(Beginning of INFORMATION PROVIDED)

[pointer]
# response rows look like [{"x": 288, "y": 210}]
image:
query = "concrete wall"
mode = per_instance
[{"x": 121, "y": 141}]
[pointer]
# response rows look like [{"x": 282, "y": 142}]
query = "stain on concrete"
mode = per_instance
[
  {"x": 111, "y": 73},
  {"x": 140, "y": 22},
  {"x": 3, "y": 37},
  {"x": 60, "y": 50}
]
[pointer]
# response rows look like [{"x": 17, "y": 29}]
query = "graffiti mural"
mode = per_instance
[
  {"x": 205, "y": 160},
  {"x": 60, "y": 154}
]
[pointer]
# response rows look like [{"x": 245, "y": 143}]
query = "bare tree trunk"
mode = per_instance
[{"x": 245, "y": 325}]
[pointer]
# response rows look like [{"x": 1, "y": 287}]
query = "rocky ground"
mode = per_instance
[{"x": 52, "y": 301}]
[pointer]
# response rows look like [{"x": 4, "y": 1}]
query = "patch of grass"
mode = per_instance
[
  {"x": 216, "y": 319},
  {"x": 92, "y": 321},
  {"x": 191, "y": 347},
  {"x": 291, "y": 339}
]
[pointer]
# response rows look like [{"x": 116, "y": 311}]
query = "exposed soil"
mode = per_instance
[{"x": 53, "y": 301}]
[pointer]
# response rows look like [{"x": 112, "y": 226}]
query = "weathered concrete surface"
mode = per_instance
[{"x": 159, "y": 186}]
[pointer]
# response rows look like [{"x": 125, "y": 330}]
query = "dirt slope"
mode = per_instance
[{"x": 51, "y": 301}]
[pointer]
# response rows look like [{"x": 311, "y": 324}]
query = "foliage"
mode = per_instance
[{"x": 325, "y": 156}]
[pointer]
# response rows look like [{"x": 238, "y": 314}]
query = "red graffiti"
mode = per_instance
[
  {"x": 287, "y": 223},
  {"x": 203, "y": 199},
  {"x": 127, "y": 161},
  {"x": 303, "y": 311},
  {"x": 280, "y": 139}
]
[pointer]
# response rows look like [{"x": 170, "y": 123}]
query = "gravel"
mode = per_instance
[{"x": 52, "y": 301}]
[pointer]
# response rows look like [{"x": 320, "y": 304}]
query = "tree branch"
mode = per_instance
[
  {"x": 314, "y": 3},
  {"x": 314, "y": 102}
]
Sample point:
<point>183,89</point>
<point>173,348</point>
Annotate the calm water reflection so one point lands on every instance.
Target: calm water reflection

(End of INFORMATION PROVIDED)

* _EXERCISE REQUIREMENTS_: What you hand back must match the records above exactly.

* _YOUR RESPONSE_:
[pointer]
# response rows look like [{"x": 288, "y": 210}]
image:
query = "concrete wall"
mode = per_instance
[{"x": 121, "y": 141}]
[pointer]
# response rows look like [{"x": 282, "y": 142}]
query = "stain on concrete"
mode = per_instance
[
  {"x": 111, "y": 73},
  {"x": 140, "y": 22},
  {"x": 3, "y": 37},
  {"x": 60, "y": 50}
]
[pointer]
# response rows look like [{"x": 17, "y": 29}]
query = "graffiti mural"
mode = per_instance
[
  {"x": 205, "y": 160},
  {"x": 60, "y": 154}
]
[pointer]
# response rows look like [{"x": 245, "y": 143}]
query = "bare tree trunk"
mode = per_instance
[{"x": 245, "y": 325}]
[pointer]
# response rows look like [{"x": 1, "y": 287}]
query = "rocky ground"
mode = per_instance
[{"x": 52, "y": 301}]
[pointer]
# response rows look like [{"x": 4, "y": 1}]
query = "patch of grass"
mode = per_instance
[
  {"x": 216, "y": 319},
  {"x": 92, "y": 321},
  {"x": 191, "y": 347},
  {"x": 291, "y": 339}
]
[pointer]
# response rows look like [{"x": 116, "y": 311}]
query = "exposed soil"
mode = per_instance
[{"x": 53, "y": 301}]
[pointer]
# response rows look like [{"x": 112, "y": 226}]
query = "weathered concrete surface"
mode = per_instance
[{"x": 159, "y": 186}]
[pointer]
# response rows look like [{"x": 125, "y": 330}]
query = "dirt slope"
mode = per_instance
[{"x": 51, "y": 301}]
[pointer]
# response rows look like [{"x": 311, "y": 324}]
query = "foliage"
mode = per_instance
[{"x": 325, "y": 156}]
[pointer]
# response rows look like [{"x": 238, "y": 314}]
query = "red graffiti"
mode = per_instance
[
  {"x": 287, "y": 223},
  {"x": 203, "y": 199},
  {"x": 127, "y": 161},
  {"x": 303, "y": 311},
  {"x": 280, "y": 139}
]
[pointer]
# response rows look like [{"x": 170, "y": 123}]
query = "gravel"
mode = per_instance
[{"x": 52, "y": 301}]
[pointer]
# response rows look like [{"x": 320, "y": 304}]
query = "tree branch"
mode = per_instance
[
  {"x": 314, "y": 3},
  {"x": 314, "y": 102}
]
Sample point:
<point>183,89</point>
<point>173,348</point>
Annotate the calm water reflection so one point lands on every instance.
Target: calm water reflection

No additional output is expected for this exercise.